## Begin

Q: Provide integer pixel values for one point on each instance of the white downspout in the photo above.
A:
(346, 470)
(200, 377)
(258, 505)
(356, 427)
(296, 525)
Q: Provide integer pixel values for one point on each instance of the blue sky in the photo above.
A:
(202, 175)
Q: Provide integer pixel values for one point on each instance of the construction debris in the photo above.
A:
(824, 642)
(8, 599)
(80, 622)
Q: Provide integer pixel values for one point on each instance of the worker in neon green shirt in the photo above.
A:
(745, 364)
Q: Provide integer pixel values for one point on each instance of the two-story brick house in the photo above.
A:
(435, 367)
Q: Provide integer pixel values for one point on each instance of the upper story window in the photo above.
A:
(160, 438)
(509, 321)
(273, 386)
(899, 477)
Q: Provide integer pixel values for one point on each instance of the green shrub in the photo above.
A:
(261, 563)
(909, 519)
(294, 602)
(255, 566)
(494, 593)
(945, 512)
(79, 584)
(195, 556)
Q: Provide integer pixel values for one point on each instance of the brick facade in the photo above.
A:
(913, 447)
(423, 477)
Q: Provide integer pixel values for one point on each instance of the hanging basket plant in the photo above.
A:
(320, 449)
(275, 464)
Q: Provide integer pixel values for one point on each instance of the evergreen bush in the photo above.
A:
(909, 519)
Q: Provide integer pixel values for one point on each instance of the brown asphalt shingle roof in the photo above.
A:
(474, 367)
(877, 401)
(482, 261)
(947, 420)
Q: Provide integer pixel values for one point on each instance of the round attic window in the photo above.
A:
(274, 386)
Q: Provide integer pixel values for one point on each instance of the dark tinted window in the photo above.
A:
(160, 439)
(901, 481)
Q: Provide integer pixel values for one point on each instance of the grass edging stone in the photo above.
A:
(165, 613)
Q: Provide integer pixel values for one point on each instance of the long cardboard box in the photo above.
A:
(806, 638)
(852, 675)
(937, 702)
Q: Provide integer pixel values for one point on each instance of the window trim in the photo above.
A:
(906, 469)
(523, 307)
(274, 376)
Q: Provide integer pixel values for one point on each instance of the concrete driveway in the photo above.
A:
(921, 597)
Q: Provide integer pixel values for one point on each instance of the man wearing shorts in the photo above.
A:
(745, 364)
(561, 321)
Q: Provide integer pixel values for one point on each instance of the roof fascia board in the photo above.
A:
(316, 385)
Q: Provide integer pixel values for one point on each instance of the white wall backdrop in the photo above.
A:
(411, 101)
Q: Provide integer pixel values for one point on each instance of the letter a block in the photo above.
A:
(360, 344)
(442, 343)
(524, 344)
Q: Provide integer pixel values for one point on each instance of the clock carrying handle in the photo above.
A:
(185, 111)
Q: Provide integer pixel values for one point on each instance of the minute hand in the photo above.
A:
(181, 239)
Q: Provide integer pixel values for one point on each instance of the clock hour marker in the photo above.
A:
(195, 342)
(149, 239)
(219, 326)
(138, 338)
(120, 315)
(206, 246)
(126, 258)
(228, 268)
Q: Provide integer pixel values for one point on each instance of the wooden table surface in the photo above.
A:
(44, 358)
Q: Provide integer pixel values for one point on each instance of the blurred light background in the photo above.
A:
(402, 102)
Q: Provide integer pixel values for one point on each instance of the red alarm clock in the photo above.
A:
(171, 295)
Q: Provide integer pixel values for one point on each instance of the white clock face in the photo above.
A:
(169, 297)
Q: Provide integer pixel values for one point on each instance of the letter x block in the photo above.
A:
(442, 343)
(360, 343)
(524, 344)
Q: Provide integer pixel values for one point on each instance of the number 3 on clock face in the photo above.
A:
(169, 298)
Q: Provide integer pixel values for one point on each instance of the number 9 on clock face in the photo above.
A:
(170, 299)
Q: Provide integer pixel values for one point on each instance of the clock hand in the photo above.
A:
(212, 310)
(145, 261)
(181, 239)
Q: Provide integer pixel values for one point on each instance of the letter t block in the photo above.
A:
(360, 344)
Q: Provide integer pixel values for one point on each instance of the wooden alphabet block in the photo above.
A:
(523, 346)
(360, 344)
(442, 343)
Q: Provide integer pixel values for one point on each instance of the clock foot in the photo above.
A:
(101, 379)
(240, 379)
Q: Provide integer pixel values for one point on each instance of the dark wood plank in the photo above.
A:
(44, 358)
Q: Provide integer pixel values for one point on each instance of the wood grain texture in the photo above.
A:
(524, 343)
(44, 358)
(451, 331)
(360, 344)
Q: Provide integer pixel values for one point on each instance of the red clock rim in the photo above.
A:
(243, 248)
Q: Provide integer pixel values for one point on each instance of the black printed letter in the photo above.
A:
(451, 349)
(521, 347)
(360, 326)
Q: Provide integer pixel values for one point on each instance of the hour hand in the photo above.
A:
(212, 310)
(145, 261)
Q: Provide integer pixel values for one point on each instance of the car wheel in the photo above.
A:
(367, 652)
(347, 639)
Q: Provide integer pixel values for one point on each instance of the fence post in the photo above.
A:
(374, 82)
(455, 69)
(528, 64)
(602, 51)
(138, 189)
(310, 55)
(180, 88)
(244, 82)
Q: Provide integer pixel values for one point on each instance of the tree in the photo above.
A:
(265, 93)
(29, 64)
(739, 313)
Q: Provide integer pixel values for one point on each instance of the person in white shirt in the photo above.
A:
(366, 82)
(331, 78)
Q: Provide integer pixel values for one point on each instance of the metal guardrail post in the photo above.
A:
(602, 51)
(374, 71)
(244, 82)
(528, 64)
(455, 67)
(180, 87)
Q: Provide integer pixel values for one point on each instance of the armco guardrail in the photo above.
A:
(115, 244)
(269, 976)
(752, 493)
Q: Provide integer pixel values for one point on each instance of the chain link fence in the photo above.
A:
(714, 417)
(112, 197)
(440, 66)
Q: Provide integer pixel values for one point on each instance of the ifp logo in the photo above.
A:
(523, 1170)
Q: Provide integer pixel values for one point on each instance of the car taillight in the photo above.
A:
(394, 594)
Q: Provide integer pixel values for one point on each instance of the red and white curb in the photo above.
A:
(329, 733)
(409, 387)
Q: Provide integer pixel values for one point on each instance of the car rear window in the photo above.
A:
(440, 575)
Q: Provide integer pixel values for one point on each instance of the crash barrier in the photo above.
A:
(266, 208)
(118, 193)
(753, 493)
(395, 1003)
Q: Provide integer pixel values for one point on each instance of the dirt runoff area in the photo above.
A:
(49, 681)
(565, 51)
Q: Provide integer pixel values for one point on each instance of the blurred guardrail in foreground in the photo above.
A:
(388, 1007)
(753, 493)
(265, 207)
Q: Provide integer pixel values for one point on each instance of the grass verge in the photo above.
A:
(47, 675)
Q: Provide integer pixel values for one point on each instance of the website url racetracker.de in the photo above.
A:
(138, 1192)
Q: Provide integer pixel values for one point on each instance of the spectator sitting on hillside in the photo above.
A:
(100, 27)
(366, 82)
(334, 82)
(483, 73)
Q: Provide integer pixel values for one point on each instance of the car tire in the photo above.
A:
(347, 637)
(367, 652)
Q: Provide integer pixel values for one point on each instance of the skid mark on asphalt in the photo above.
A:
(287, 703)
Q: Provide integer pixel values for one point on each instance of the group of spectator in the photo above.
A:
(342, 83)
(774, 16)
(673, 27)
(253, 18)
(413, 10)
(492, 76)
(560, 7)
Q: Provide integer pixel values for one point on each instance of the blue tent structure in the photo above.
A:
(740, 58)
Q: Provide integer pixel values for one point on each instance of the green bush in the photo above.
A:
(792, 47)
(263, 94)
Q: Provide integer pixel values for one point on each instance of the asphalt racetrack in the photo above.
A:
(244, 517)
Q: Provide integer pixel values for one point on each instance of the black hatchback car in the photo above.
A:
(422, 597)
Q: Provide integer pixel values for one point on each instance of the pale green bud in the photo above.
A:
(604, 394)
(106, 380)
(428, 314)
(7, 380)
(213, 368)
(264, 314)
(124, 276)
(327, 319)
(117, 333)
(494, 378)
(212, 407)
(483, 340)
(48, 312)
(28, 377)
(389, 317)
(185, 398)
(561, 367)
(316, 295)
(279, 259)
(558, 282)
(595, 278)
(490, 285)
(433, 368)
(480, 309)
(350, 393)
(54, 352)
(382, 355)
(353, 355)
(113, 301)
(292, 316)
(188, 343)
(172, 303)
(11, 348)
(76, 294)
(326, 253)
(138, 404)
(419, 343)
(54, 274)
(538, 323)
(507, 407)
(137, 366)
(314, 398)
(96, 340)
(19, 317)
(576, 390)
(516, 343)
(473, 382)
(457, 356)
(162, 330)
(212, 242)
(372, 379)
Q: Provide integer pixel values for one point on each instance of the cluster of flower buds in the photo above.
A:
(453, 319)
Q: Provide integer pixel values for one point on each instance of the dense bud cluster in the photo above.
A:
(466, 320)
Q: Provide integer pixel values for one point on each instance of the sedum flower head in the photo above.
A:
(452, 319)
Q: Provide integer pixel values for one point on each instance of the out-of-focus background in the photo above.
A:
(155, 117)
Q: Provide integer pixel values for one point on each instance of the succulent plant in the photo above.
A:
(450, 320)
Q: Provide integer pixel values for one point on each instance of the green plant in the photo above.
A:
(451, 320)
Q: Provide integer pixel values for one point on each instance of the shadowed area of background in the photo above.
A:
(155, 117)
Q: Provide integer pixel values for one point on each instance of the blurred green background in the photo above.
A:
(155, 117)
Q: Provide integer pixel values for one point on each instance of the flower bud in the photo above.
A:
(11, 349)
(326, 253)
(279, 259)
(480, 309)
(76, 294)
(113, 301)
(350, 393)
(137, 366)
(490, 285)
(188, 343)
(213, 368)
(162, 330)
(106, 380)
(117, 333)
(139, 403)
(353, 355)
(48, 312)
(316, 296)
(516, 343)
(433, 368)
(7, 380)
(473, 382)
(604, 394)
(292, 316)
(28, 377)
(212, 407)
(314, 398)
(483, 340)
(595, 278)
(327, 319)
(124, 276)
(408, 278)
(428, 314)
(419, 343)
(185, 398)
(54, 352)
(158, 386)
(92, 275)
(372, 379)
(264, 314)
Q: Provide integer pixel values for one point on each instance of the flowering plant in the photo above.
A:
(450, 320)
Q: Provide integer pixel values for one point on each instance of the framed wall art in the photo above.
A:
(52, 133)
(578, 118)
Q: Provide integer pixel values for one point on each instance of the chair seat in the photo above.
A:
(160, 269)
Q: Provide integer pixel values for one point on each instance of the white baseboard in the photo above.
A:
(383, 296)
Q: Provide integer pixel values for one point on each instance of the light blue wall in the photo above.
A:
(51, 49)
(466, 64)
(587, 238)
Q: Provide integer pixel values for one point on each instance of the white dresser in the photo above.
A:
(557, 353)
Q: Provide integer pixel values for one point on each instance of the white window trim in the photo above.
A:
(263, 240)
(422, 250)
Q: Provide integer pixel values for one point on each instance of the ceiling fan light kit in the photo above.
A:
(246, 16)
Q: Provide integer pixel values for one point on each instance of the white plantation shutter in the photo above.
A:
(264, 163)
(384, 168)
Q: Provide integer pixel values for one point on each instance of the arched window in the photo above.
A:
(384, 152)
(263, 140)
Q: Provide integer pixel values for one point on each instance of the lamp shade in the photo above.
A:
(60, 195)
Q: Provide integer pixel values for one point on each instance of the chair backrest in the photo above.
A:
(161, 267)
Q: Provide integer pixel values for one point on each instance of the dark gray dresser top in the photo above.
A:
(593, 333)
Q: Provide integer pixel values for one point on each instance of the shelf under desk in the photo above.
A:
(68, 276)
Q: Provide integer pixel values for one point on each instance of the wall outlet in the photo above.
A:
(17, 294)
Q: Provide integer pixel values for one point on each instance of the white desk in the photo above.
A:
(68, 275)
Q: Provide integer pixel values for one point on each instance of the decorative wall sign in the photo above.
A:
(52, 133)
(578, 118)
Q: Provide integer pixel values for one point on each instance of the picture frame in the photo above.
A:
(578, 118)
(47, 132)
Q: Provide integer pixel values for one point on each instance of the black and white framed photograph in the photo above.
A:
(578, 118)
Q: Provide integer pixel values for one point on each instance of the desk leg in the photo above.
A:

## End

» Aim of the task: Convert the lines of the entries above into a numbered list, starting at the line that contains "curb in the photo above." and ending at the line that contains "(395, 1003)", with both of those lines included and any blank lines omitted.

» Problem solution:
1. Q: Provide integer pixel values for one point on each instance of the red and white curb in the photo above.
2. A:
3. (329, 733)
4. (409, 387)
5. Q: Provide integer pixel values for one point on each instance of the car rear window in the photo above.
6. A:
7. (440, 575)
8. Q: Provide integer pixel values for one point on each instance of the crash barrier in the photo above.
9. A:
10. (266, 208)
11. (118, 193)
12. (753, 493)
13. (395, 1003)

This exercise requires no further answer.